(Location identification entries)
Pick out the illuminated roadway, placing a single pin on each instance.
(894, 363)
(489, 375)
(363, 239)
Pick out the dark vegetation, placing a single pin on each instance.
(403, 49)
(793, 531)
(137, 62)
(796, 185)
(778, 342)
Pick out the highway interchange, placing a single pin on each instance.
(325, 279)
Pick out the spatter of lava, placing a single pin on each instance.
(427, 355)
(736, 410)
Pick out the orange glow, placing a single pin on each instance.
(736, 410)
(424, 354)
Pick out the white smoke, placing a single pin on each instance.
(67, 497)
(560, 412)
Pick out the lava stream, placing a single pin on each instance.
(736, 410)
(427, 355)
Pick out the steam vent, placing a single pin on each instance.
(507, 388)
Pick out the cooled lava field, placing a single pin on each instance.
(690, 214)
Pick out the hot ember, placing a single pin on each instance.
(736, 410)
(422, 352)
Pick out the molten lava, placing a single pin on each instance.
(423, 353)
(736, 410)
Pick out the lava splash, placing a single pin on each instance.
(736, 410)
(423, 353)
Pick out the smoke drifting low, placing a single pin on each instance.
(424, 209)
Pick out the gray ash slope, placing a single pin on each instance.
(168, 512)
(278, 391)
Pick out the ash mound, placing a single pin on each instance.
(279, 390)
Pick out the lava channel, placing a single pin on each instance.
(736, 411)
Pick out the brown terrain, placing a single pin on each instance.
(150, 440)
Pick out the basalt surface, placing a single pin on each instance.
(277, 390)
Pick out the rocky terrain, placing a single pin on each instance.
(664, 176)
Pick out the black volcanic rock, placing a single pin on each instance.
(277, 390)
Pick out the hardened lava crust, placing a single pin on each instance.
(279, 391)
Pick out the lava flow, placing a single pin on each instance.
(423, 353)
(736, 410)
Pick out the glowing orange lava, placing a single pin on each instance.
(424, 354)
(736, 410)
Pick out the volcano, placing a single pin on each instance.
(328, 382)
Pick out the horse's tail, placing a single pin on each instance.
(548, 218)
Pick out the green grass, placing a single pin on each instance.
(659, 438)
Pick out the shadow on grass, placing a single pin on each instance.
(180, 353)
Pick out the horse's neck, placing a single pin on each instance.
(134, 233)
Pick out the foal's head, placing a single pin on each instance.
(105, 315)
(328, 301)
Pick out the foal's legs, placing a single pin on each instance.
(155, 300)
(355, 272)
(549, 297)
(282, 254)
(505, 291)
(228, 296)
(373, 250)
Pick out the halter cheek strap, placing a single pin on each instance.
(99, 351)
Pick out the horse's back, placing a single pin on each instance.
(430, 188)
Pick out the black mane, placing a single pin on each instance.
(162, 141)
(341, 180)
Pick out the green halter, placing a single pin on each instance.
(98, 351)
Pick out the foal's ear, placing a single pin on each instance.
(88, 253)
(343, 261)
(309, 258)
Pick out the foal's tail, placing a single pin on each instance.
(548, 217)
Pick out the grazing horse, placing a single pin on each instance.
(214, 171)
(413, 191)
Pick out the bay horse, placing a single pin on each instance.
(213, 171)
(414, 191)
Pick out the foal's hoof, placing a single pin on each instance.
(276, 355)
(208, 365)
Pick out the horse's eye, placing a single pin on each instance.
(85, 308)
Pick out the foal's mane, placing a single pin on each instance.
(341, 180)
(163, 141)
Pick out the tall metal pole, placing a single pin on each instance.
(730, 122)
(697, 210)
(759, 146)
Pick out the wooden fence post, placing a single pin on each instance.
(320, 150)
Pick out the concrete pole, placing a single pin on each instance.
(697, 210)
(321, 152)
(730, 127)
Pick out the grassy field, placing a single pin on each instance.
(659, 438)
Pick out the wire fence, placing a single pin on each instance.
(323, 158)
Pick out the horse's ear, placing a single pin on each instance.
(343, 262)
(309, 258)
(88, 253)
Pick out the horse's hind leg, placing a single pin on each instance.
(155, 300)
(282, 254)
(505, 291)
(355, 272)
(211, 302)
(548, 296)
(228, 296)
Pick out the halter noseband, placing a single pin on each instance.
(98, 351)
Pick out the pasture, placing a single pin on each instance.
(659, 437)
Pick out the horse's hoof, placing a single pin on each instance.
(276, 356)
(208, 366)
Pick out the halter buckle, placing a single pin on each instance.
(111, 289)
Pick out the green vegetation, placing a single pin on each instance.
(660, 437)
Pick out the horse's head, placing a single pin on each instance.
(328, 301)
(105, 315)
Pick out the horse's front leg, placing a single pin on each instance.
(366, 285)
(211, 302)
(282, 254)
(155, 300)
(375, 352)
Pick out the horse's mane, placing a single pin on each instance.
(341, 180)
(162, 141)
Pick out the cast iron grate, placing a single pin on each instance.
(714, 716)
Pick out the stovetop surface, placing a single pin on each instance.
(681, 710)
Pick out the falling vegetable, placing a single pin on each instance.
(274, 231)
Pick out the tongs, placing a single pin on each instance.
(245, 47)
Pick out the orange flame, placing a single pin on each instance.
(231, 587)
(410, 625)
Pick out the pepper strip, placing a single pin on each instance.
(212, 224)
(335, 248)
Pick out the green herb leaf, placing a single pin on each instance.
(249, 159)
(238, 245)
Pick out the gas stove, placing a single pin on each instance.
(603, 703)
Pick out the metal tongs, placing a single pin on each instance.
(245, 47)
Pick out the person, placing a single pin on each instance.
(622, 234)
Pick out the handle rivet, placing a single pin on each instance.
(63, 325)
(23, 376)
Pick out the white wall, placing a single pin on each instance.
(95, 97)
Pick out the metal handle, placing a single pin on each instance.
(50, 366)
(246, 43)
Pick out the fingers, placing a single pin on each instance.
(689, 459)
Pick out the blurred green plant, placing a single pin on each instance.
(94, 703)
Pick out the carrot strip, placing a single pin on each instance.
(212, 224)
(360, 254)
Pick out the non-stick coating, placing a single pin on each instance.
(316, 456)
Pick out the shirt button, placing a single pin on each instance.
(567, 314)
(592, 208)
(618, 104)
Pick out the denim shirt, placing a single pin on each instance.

__What is required__. Take the listing above and write it out again exactly.

__Output below__.
Pick out the illuminated roadway, placing a single pin on each instance.
(894, 363)
(489, 375)
(363, 239)
Pick out the dark vegetation, placing a single pin on each instance.
(403, 49)
(793, 531)
(137, 62)
(796, 185)
(778, 342)
Pick out the highway interchange, placing a single pin on each instance.
(325, 279)
Pick out the spatter of lava, placing a single pin on each instance.
(427, 355)
(736, 410)
Pick out the orange glow, placing a single pin on each instance.
(736, 410)
(424, 354)
Pick out the white smoke, placing a single pin on each instance.
(67, 497)
(560, 412)
Pick out the lava stream, placing a single pin on each instance.
(736, 410)
(427, 355)
Pick out the steam vent, placing a single pin on each instance.
(507, 388)
Pick out the cooled lava field, placing a single pin on each instance.
(690, 214)
Pick out the hot ember, placing a single pin on each instance.
(736, 410)
(422, 352)
Pick out the molten lava, placing a single pin on each instance.
(423, 353)
(736, 410)
Pick out the lava splash, placing a single pin on each instance.
(736, 410)
(423, 353)
Pick out the smoke drifting low, placing a single pin on each instance.
(424, 209)
Pick out the gray ash slope, placing a single pin on each instance.
(168, 512)
(278, 391)
Pick out the ash mound, placing a single pin on each instance.
(279, 390)
Pick out the lava channel, placing a single pin on each instance.
(736, 411)
Pick out the brown terrain, placing a single pin on each instance.
(150, 440)
Pick out the basalt surface, placing a single pin on each instance.
(277, 390)
Pick out the rocky terrain, placing a single pin on each instance.
(664, 176)
Pick out the black volcanic rock, placing a single pin on each instance.
(277, 390)
Pick out the hardened lava crust, placing a single pin on each instance.
(279, 391)
Pick out the lava flow, placing a single pin on each instance.
(423, 353)
(736, 410)
Pick out the glowing orange lava, placing a single pin on each instance.
(424, 354)
(736, 410)
Pick out the volcano, placing a single pin on each instance.
(328, 382)
Pick out the horse's tail, placing a single pin on each instance.
(548, 218)
Pick out the green grass, placing a single pin on each instance.
(659, 438)
Pick out the shadow on grass, placing a single pin on each instance.
(180, 353)
Pick out the horse's neck, placing a single pin on each instance.
(134, 233)
Pick out the foal's head, placing a single pin on each instance.
(105, 315)
(328, 301)
Pick out the foal's legs, placing a single pin on each instance.
(155, 300)
(355, 272)
(549, 297)
(282, 254)
(505, 291)
(228, 296)
(373, 250)
Pick out the halter cheek strap, placing a single pin on each instance.
(99, 351)
Pick out the horse's back, placing a single pin on each instance.
(430, 188)
Pick out the black mane, placing a single pin on each instance.
(162, 141)
(341, 180)
Pick out the green halter, placing a single pin on each instance.
(98, 351)
Pick out the foal's ear, placing a single pin on each instance.
(88, 253)
(343, 261)
(309, 258)
Pick out the foal's tail, placing a single pin on each instance.
(548, 217)
Pick out the grazing horse, placing a single pin on each instance.
(214, 171)
(413, 191)
Pick out the bay horse, placing a single pin on each instance.
(213, 171)
(414, 191)
Pick out the foal's hoof, placing a single pin on each instance.
(276, 355)
(208, 365)
Pick out the horse's eye, placing a single pin on each instance.
(85, 308)
Pick out the foal's mane, placing a single pin on each instance.
(341, 180)
(163, 141)
Pick out the tall metal pole, placing a single pin on each instance.
(730, 122)
(697, 210)
(759, 146)
Pick out the wooden fence post, placing a single pin on each instance.
(320, 150)
Pick out the concrete pole, placing a single pin on each instance.
(697, 210)
(321, 152)
(730, 127)
Pick out the grassy field, placing a single pin on each instance.
(659, 438)
Pick out the wire fence, placing a single pin on each instance.
(323, 158)
Pick out the horse's ear, placing a single pin on each instance.
(343, 262)
(309, 258)
(88, 253)
Pick out the horse's hind leg, placing a single pin on each instance.
(155, 300)
(282, 254)
(505, 291)
(355, 272)
(211, 302)
(548, 296)
(228, 296)
Pick out the halter noseband, placing a single pin on each instance.
(98, 351)
Pick out the pasture, placing a single pin on each instance.
(659, 437)
Pick out the horse's hoof, placing a single pin on each instance.
(276, 356)
(208, 366)
Pick out the halter buckle, placing a single pin on each instance.
(111, 289)
Pick out the green vegetation, placing a single pin on each instance.
(660, 437)
Pick out the horse's head, placing a single pin on each instance.
(328, 301)
(105, 315)
Pick out the horse's front leg, placing a single pin on each instance.
(366, 285)
(211, 302)
(282, 254)
(155, 300)
(375, 352)
Pick out the horse's mane, placing a single pin on each instance.
(341, 180)
(162, 141)
Pick out the cast iron grate, placing a single pin on each instance.
(714, 716)
Pick out the stovetop surface, placing a single pin on each instance.
(681, 710)
Pick out the falling vegetable, placing a single pin on each instance.
(274, 231)
Pick out the tongs, placing a single pin on each instance.
(245, 47)
Pick out the orange flame, placing a single pin on each instance.
(231, 587)
(410, 625)
Pick out the pepper strip, placing a single pin on each instance.
(212, 224)
(335, 248)
Pick out the green herb leaf, placing a single pin on each instance.
(249, 159)
(238, 245)
Pick out the gas stove, placing a single pin on each instance.
(603, 703)
Pick out the metal tongs, placing a single pin on each instance.
(245, 47)
Pick out the person, placing a single pin on each instance.
(622, 234)
Pick out the handle rivet, placing a single pin on each instance.
(63, 325)
(23, 376)
Pick out the white wall, placing a single pin on each instance.
(95, 97)
Pick out the metal handle, placing a single pin on each instance.
(50, 366)
(246, 43)
Pick out the fingers, placing a single pin on each instance.
(689, 459)
Pick out the blurred green plant, placing a single pin on each instance.
(94, 703)
Pick out the carrot strip, placing a single pin on each instance.
(212, 224)
(360, 254)
Pick out the non-stick coating, placing a single pin on each instance.
(316, 456)
Pick out the shirt button, placing a single pin on each instance.
(567, 314)
(592, 208)
(618, 104)
Pick out the denim shirt, placing a single pin on each instance.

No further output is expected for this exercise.